INSTRUCTIONS TO FOLLOW:
Write every record out again exactly as shown below.

══ RECORDED INFORMATION

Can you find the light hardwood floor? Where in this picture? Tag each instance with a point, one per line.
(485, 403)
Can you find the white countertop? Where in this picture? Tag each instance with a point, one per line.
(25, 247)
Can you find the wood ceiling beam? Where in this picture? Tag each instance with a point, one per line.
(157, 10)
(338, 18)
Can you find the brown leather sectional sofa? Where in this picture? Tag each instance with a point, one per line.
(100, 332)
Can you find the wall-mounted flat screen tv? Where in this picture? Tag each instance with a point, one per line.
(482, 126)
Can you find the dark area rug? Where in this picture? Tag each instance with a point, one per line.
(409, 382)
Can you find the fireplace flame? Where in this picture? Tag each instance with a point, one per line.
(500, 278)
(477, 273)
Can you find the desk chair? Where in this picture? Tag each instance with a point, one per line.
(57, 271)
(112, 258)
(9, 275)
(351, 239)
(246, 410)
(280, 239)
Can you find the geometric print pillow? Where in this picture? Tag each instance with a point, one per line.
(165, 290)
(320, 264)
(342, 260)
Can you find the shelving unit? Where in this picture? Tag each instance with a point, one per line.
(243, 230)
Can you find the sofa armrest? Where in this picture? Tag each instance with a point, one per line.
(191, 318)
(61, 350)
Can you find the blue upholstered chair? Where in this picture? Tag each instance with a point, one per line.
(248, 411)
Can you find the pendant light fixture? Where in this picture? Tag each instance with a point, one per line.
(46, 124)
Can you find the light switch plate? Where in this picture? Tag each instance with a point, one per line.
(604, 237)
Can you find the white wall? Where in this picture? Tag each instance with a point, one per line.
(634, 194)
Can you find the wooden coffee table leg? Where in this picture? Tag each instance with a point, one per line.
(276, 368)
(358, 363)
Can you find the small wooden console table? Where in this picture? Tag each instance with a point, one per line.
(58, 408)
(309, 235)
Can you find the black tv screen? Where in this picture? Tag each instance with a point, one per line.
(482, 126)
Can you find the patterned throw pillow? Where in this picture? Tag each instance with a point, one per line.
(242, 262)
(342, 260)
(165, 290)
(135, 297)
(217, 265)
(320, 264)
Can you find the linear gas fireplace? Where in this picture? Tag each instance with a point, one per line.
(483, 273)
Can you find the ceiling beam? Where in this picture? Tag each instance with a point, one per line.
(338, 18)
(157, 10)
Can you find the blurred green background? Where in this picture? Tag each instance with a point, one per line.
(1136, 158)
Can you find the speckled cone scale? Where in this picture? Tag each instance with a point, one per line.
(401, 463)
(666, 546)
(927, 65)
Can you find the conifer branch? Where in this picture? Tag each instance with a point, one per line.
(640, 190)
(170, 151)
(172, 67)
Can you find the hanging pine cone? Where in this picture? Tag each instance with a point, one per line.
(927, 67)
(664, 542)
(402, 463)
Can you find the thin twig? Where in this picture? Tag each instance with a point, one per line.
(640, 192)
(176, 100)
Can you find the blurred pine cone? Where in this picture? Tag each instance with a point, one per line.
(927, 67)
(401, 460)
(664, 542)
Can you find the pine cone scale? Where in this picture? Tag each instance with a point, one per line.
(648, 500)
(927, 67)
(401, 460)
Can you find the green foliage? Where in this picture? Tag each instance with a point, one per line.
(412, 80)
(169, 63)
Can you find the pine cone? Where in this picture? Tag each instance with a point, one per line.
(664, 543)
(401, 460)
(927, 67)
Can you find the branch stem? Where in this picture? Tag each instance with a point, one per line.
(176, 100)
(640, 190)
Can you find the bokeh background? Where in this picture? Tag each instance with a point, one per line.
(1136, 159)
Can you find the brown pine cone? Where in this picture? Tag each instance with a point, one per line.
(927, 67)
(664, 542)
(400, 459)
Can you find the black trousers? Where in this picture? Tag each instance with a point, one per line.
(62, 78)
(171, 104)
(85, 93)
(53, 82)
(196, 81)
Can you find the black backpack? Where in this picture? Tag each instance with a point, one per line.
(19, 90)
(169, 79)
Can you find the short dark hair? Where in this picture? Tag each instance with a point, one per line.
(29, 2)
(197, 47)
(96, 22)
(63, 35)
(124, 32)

════

RESPONSE:
Can you find the light hardwood floor? Where in this picture? Tag each instance with a point, one per line.
(485, 403)
Can you find the white countertop? Where in this picture? Tag each instance with a point, one per line.
(25, 247)
Can you find the wood ceiling beam? Where in this picture? Tag each instance with a point, one per line.
(157, 10)
(338, 18)
Can you find the brown leather sectional sofa? Where in this picture? Tag each instance with a point, one per line.
(100, 332)
Can you find the wall-mounted flat screen tv? Where in this picture? Tag each instance with a point, one per line.
(482, 126)
Can you find the dark area rug? Where in this picture? Tag each instance with a point, one per line.
(409, 382)
Can you find the fireplace flame? Where in this picture? Tag each instance with a point, one per line.
(500, 278)
(477, 273)
Can you find the desk chair? Where in this picture? Tag each instance with a point, one per line.
(57, 271)
(112, 258)
(9, 275)
(351, 239)
(246, 410)
(280, 239)
Can you find the geometric print pillow? Where in this picture? Tag each instance with a point, one per line.
(165, 290)
(320, 264)
(342, 260)
Can you find the shelving unit? Where in this picture? Tag each instance with a point, one per line.
(243, 230)
Can you find the sofa armrest? Where in this picture? Tag each instance with a point, one per line.
(191, 318)
(61, 350)
Can you find the blue upholstered chair? Where in this picture? Tag each instance with a point, one per line.
(248, 411)
Can you find the pendant light fixture? Where in this picture? Tag each instance with a point, one per line.
(46, 124)
Can you find the light switch plate? Where in this picture? Tag each instance with a point, one per line.
(604, 237)
Can you find the white wall? Where in this picture? Tag each instance with a point, one per line.
(634, 194)
Can you find the wooden coffee table leg? Where in this picture? Tag each instance with a point, one per line.
(276, 368)
(358, 363)
Can you find the small wooden console table? Where in this picture? Tag each instance with a point, one per line.
(58, 408)
(309, 235)
Can you find the black tv screen? Where in this picture? Tag each instance with a point, one per line.
(482, 126)
Can you find the patterned throw pillow? Where in this picture? Tag each instance with a point, one per line.
(242, 262)
(342, 260)
(165, 290)
(135, 297)
(217, 265)
(320, 264)
Can you find the linear gas fireplace? Where in this picture? Tag each instance with a point, one per line.
(483, 273)
Can you find the ceiling beam? Where in this picture? Tag each instance with a point, one per line.
(338, 18)
(157, 10)
Can you find the blurred green background? Where in this picture? Tag each instance with a point, one per line.
(1136, 158)
Can you find the speckled cone scale? Where in this picture? Tag each instance with a point, one per line.
(401, 463)
(666, 546)
(927, 65)
Can you find the conifer branch? Where in this picture? Tag each instance with a point, one per line.
(640, 190)
(170, 151)
(172, 67)
Can you find the hanging pine cone? Where in this picture? Tag each instance with a point, one per line.
(927, 67)
(664, 542)
(402, 463)
Can you find the thin twig? Where in this picture? Tag each instance with a point, one per line.
(640, 192)
(176, 100)
Can you find the blurred pine cone? Where in this picture? Tag each instance with a point, one per line.
(927, 67)
(401, 460)
(664, 542)
Can you find the pine cone scale? Where in this picture? Tag each instance with a point, one per line.
(648, 500)
(927, 67)
(401, 460)
Can you find the green foliage? Where in this picture? Tag each instance with a point, one per line.
(412, 80)
(169, 63)
Can you find the pine cone? Where in this picture? Tag each instance with a point, one per line.
(664, 543)
(401, 460)
(927, 67)
Can you find the branch stem? Where in this picture? Tag each instance with a point, one per line.
(176, 100)
(640, 190)
Can you find the bokeh background? Where in this picture? Tag each instance with a point, one per line.
(1136, 159)
Can you find the brown pine cone? Where in this picture? Tag each instance with a point, one per line.
(927, 67)
(664, 542)
(400, 459)
Can you find the black trousers? Where in this picture? Tag each instance with a point, one per line.
(62, 78)
(171, 104)
(85, 93)
(53, 82)
(196, 81)
Can you find the black backpack? Where in this picture? Tag each instance with a point, one per line.
(19, 90)
(169, 79)
Can you find the short dark hair? Where in this picture? Tag each instance with a point, one per line.
(29, 2)
(197, 47)
(96, 22)
(63, 35)
(124, 32)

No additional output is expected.